§ **Available records**

·····

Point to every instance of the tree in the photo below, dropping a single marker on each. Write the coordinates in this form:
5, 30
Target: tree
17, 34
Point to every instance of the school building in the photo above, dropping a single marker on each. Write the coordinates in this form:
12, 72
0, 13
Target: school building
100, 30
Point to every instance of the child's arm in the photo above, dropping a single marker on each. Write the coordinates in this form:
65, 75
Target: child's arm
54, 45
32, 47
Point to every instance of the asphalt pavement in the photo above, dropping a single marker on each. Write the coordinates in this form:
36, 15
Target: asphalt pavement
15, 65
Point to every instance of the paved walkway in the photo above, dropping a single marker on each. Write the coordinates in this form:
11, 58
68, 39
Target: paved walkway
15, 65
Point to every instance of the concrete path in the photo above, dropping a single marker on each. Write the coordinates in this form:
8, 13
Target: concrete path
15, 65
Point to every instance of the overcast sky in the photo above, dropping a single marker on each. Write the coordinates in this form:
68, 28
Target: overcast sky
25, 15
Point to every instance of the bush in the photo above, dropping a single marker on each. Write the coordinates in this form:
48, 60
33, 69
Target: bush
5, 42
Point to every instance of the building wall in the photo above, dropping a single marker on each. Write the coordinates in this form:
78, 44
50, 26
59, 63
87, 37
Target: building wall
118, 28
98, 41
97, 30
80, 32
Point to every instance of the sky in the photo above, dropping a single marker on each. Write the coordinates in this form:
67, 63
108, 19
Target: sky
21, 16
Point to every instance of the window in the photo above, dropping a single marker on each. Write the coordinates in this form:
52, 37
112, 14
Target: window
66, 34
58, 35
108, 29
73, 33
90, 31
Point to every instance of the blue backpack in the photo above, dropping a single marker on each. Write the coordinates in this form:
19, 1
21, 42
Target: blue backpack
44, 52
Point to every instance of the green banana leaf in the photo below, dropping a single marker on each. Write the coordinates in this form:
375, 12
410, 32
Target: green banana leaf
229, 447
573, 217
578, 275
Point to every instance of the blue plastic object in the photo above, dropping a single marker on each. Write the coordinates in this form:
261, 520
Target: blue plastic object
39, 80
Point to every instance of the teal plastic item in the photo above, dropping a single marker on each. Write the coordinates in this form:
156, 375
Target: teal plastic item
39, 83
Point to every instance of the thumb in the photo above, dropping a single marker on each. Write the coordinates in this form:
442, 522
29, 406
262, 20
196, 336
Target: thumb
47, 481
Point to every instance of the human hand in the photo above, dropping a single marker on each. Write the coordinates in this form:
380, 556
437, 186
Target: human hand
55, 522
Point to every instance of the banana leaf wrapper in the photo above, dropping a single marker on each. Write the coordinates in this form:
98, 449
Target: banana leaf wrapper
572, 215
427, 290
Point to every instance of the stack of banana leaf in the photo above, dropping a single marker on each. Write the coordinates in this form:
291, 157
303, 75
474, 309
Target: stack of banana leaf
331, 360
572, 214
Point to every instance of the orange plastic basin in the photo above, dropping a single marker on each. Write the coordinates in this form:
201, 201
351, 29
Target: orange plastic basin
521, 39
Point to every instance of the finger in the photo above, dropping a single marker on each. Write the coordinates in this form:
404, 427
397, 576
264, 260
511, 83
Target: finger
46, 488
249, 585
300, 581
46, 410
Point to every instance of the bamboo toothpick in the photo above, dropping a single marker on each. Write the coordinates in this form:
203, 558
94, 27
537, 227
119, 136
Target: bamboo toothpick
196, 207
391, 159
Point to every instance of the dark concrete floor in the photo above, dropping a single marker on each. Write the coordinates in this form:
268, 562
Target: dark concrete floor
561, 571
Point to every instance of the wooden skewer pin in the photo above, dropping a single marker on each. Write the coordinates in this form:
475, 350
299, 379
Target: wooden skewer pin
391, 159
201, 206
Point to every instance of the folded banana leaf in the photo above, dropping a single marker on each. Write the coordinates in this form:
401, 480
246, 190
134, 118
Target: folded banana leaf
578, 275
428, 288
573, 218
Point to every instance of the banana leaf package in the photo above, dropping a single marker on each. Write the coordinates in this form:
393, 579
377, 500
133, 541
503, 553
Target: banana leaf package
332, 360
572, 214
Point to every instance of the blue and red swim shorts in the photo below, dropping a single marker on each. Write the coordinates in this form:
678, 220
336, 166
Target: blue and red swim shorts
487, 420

·····

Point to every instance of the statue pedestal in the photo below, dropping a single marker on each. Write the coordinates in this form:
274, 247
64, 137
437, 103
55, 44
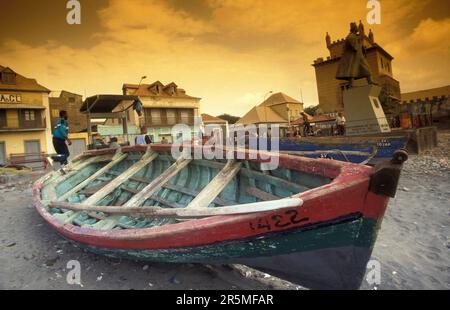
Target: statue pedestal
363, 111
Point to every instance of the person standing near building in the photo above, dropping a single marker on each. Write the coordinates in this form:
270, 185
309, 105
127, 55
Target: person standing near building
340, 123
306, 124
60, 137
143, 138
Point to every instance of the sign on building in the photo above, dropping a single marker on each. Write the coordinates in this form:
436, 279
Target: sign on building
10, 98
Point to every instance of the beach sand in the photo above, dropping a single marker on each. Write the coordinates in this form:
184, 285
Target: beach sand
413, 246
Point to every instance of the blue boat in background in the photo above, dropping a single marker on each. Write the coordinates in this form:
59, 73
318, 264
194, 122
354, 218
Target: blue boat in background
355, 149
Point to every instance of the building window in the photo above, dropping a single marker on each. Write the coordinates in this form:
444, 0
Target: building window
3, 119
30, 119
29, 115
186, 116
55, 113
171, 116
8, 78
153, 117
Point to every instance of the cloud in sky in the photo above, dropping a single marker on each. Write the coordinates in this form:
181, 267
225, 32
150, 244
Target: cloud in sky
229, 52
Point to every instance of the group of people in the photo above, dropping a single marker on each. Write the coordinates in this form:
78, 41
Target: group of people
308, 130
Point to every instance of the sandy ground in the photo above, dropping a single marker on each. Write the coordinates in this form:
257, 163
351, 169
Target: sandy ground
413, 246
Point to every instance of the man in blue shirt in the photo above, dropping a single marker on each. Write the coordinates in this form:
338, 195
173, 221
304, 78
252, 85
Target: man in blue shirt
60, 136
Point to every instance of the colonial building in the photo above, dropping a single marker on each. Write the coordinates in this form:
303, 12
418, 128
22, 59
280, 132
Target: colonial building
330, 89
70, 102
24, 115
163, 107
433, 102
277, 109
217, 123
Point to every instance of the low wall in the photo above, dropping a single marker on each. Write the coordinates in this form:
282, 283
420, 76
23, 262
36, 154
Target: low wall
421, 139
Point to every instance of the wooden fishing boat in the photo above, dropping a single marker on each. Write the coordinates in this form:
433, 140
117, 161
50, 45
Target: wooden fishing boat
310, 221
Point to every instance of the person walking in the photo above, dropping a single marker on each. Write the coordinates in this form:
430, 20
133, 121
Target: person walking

·····

§ **Set exercise**
Copy the data above word for word, from the line containing "Point to every instance of the man" through the line containing "Target: person walking", including both of those lines.

§ **Result of the task**
Point to every instance of the man in blue shirt in the photo above, dropping a single marker on each. Write the coordinates in this form:
338, 195
173, 221
304, 78
252, 85
Target: man in blue shirt
60, 136
Point to every instance of the colonial building in the photo above, dropping a single marker on each. Write the coordinates in this form:
303, 12
418, 128
22, 59
280, 132
Target: colonial building
330, 89
70, 102
24, 115
163, 107
433, 102
277, 109
217, 123
Point to every instance of the low wall in the photo above, dropping a single marker on each. Write the coordinates in this form:
282, 283
420, 76
23, 262
36, 154
Target: low wall
421, 139
Point to every instance of the wooden fishing boat in the photo above, dropping a single marker on each. Write the coordinates in this form:
433, 140
117, 161
50, 45
Target: wooden fishing boat
310, 221
Point to every instance of the person walking in the photo above, dropping a single marker on each. Write the coordinates in this form:
430, 20
133, 121
Target: person walking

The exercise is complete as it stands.